# Records to process

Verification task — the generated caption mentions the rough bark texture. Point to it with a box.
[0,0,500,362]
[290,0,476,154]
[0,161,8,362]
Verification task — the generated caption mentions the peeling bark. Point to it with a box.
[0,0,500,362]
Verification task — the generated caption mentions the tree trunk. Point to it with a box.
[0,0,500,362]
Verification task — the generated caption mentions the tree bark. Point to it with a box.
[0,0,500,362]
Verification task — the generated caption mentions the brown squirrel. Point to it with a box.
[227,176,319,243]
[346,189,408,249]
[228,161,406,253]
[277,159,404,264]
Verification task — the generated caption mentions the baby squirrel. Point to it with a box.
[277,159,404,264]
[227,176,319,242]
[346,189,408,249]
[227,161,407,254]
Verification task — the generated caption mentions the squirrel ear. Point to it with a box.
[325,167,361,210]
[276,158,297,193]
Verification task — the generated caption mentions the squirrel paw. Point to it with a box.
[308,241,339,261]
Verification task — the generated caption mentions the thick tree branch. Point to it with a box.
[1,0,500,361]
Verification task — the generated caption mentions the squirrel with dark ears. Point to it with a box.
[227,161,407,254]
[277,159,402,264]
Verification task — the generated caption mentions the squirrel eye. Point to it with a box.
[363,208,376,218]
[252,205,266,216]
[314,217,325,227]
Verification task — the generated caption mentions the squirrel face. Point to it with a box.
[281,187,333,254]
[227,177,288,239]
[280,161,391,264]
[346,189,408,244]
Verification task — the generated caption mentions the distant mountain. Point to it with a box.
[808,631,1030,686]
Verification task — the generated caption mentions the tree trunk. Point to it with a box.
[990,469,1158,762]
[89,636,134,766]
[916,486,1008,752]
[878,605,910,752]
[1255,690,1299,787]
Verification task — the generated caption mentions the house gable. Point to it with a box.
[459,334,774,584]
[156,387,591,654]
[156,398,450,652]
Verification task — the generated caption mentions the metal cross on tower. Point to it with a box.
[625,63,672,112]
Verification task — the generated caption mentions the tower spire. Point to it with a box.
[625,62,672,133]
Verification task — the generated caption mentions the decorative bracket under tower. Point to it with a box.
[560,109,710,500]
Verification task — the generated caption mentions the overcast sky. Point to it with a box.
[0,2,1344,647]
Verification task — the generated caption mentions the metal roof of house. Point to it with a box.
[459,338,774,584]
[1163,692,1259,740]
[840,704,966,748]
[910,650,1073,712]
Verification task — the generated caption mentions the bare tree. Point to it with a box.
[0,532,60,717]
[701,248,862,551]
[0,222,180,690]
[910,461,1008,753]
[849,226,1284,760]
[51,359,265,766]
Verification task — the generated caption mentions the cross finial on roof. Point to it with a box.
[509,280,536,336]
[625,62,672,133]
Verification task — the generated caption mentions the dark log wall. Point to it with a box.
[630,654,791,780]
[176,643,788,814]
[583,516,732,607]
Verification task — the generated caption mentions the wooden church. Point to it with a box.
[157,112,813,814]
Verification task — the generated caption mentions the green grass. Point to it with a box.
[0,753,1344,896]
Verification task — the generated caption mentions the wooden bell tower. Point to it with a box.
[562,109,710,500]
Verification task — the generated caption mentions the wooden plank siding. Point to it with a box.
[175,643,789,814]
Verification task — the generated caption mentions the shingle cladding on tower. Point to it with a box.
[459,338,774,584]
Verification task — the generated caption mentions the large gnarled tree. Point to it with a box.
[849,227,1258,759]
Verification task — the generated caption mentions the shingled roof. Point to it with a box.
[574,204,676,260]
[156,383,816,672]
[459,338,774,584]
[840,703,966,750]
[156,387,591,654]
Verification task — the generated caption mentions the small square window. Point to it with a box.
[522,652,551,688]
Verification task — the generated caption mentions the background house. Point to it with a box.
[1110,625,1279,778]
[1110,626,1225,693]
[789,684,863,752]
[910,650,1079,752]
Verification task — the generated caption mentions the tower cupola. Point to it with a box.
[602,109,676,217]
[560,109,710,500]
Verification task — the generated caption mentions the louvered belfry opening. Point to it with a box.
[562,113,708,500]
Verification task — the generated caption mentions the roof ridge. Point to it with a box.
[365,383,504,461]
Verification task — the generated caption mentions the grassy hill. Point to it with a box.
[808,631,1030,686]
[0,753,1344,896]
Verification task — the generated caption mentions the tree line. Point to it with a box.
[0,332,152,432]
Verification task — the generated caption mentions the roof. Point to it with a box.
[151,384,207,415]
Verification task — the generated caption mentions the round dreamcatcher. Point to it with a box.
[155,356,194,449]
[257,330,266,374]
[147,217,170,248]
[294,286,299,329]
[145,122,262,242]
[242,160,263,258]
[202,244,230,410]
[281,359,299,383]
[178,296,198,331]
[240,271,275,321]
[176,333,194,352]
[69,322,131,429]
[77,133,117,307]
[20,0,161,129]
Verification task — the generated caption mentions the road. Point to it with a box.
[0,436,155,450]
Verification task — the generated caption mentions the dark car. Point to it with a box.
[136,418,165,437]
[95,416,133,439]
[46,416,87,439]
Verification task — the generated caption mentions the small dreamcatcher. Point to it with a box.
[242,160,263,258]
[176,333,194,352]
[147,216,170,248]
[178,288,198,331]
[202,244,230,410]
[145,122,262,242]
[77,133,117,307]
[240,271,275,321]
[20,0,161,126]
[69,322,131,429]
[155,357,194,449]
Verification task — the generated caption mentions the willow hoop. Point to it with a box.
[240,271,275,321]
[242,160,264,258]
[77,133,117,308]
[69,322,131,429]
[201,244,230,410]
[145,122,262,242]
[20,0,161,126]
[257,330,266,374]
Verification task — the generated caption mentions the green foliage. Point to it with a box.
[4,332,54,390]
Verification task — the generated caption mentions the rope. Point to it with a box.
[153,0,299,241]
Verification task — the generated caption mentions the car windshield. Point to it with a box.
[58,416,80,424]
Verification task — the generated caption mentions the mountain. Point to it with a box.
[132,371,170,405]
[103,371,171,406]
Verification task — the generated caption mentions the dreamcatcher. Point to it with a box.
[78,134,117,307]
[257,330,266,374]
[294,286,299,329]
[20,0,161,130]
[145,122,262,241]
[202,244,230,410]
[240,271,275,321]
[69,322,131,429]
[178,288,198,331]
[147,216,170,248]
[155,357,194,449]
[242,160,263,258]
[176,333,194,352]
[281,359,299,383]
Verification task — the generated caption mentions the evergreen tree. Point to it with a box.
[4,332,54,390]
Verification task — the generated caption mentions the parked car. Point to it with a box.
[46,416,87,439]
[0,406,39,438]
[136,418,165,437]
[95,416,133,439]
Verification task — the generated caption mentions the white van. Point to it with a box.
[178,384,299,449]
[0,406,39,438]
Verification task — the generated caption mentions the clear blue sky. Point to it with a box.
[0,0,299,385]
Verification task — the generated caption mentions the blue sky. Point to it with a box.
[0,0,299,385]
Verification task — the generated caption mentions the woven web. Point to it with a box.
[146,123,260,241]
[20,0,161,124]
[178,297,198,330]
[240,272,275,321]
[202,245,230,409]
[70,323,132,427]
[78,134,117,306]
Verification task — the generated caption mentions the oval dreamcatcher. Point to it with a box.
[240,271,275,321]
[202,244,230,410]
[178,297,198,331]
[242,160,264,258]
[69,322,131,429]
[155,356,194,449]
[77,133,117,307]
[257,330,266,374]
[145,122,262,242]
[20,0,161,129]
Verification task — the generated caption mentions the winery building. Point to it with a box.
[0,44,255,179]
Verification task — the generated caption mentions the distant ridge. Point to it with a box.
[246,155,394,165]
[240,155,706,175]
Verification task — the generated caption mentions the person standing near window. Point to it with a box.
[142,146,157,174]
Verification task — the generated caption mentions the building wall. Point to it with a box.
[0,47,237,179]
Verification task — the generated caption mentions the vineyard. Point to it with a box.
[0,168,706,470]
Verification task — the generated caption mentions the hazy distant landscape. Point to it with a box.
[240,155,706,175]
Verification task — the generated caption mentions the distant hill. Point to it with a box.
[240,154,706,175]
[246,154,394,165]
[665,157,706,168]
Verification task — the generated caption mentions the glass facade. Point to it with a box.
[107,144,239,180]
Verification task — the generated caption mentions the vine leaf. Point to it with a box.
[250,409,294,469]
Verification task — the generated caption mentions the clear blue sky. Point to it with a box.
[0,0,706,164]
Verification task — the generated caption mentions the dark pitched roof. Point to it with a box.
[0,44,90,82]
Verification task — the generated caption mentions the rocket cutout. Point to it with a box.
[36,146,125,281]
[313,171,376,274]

# Task description
Could you print, unchanged, the stretch of the material that opens with the line containing "the metal cross" and ends with the line containing "[910,650,1073,712]", including both of those lines?

# Correct response
Verification task — the generated caption mentions the metal cross on tower. Point to it with a box.
[625,63,672,112]
Verification task — the generated caption mentions the tower spire. Point to it with a box.
[625,62,672,133]
Verification task — the generated caption mentions the decorative bracket under tower. Point to it with a box.
[560,109,710,500]
Verification task — the generated caption mentions the overcast sky. Point to it with a box.
[0,2,1344,647]
Verification task — the generated caption mentions the metal roof of house. Point to it with a box.
[459,338,774,584]
[1163,692,1259,740]
[840,704,966,748]
[910,650,1073,712]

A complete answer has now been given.